From 32688bbbfb5189be086bb1c1cb3744b0b7a55a97 Mon Sep 17 00:00:00 2001
From: Daniel Simmons-Ritchie
<37225902+SimmonsRitchie@users.noreply.github.com>
Date: Fri, 10 May 2024 13:36:48 -0500
Subject: [PATCH] Fix spider: atl_boe
---
city_scrapers/spiders/atl_boe.py | 194 +-
tests/files/atl_boe.html | 11393 -----------------------------
tests/files/atl_boe.json | 1 +
tests/files/atl_boe_236419.html | 322 -
tests/test_atl_boe.py | 68 +-
5 files changed, 97 insertions(+), 11881 deletions(-)
delete mode 100644 tests/files/atl_boe.html
create mode 100644 tests/files/atl_boe.json
delete mode 100644 tests/files/atl_boe_236419.html
diff --git a/city_scrapers/spiders/atl_boe.py b/city_scrapers/spiders/atl_boe.py
index 4d6f7f9..4858395 100644
--- a/city_scrapers/spiders/atl_boe.py
+++ b/city_scrapers/spiders/atl_boe.py
@@ -1,6 +1,7 @@
from datetime import datetime, timedelta
-from city_scrapers_core.constants import ADVISORY_COMMITTEE, BOARD, COMMISSION
+import scrapy
+from city_scrapers_core.constants import BOARD, COMMISSION, COMMITTEE
from city_scrapers_core.items import Meeting
from city_scrapers_core.spiders import CityScrapersSpider
@@ -9,129 +10,88 @@ class AtlBoeSpider(CityScrapersSpider):
name = "atl_boe"
agency = "Atlanta Board of Education"
timezone = "America/New_York"
- start_urls = ["https://www.atlantapublicschools.us/apsboard"]
- custom_settings = {"COOKIES_ENABLED": True}
- weekdays = (
- "monday",
- "tuesday",
- "wednesday",
- "thursday",
- "friday",
- "saturday",
- "sunday",
- )
+ start_urls = [
+ "https://www.atlantapublicschools.us/Generator/TokenGenerator.ashx/ProcessRequest" # noqa
+ ]
+ calendar_base_url = "https://awsapieast1-prod23.schoolwires.com/REST/api/v4/CalendarEvents/GetEvents/17299" # noqa
+ default_location = {
+ "name": "Atlanta Public Schools",
+ "address": "130 Trinity Ave SW, Atlanta, GA 30303",
+ }
+ default_links = [
+ {
+ "title": "Atlanta BOE Facebook page",
+ "href": "https://www.facebook.com/apsboard/",
+ }
+ ]
def parse(self, response):
- for item in response.css(".ui-article"):
- if not item.css(".sw-calendar-block-date"):
- continue
+ """

**WORK TO DO:**
(1) List every file path named in the patch's summary of changed files.
(2) Reproduce the patch starting at "From 32688bbbfb5189be086bb1c1cb3744b0b7a55a97 Mon" and ending at "insertions(+), 11881 deletions(-)", putting "additions" in place of "insertions".
(3) What address does the patch give for the default location?

**SUPPLIED RECORDS:**

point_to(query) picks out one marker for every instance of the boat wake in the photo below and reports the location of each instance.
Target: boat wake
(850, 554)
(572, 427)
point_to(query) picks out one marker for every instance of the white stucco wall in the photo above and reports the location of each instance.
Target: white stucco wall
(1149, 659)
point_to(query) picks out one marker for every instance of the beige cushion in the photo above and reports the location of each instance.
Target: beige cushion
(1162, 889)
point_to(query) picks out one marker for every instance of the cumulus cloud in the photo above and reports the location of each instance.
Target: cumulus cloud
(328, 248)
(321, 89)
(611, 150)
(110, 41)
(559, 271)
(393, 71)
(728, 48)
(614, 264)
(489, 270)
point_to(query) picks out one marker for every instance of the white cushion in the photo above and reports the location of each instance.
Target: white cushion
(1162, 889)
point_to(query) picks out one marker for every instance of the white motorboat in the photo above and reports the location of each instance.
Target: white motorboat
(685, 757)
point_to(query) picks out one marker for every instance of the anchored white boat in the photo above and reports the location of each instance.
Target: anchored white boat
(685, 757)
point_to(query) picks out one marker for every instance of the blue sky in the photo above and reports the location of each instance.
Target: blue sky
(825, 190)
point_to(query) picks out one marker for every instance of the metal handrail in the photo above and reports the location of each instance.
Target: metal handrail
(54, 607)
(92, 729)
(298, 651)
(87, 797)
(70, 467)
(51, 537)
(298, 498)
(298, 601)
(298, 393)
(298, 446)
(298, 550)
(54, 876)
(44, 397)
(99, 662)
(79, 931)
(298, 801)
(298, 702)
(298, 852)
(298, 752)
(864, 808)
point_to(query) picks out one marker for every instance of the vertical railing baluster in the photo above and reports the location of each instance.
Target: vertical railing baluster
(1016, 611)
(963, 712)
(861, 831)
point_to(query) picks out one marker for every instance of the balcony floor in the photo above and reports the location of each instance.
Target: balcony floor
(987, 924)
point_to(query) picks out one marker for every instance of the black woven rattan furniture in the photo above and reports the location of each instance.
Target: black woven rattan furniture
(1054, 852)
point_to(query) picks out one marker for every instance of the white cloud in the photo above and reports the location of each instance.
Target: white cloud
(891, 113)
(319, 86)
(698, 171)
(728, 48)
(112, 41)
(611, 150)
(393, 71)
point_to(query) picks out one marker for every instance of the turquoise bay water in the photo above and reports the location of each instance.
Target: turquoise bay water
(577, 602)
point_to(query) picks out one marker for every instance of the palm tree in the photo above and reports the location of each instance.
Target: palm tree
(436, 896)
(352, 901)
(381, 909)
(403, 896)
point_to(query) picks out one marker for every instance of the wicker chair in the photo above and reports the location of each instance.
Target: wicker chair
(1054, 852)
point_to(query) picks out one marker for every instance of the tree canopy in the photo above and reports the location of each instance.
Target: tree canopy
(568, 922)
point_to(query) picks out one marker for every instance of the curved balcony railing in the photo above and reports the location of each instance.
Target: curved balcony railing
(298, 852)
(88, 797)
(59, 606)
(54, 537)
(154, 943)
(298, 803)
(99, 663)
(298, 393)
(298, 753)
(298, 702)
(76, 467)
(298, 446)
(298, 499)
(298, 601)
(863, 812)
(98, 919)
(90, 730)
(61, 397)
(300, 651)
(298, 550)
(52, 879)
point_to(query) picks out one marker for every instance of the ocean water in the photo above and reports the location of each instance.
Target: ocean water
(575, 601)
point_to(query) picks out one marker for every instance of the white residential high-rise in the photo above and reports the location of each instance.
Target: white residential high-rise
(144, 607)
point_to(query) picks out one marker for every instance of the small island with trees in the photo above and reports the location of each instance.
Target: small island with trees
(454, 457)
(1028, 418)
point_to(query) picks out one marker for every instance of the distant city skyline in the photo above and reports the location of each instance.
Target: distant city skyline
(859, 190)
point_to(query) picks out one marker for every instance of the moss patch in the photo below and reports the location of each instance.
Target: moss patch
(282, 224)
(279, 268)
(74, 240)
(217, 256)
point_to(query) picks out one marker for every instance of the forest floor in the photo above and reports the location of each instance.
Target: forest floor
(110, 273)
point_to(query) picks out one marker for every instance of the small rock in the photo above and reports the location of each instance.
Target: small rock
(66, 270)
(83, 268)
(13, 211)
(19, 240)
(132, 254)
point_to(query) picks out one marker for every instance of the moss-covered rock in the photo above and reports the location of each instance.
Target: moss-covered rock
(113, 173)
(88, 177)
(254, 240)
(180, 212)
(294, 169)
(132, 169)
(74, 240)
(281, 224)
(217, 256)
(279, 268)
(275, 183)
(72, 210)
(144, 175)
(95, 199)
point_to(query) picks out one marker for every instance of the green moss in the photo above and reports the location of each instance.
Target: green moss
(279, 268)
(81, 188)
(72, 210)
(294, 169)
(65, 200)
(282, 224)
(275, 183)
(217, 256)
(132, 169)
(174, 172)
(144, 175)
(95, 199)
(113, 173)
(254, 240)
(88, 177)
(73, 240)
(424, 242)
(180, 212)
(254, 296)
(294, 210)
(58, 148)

**ANSWERS GIVEN:**
(1)
city_scrapers/spiders/atl_boe.py
tests/files/atl_boe.html
tests/files/atl_boe.json
tests/files/atl_boe_236419.html
tests/test_atl_boe.py

(2)
From 32688bbbfb5189be086bb1c1cb3744b0b7a55a97 Mon Sep 17 00:00:00 2001
From: Daniel Simmons-Ritchie
<37225902+SimmonsRitchie@users.noreply.github.com>
Date: Fri, 10 May 2024 13:36:48 -0500
Subject: [PATCH] Fix spider: atl_boe
---
city_scrapers/spiders/atl_boe.py | 194 +-
tests/files/atl_boe.html | 11393 -----------------------------
tests/files/atl_boe.json | 1 +
tests/files/atl_boe_236419.html | 322 -
tests/test_atl_boe.py | 68 +-
5 files changed, 97 additions(+), 11881 deletions(-)

(3) 130 Trinity Ave SW, Atlanta, GA 30303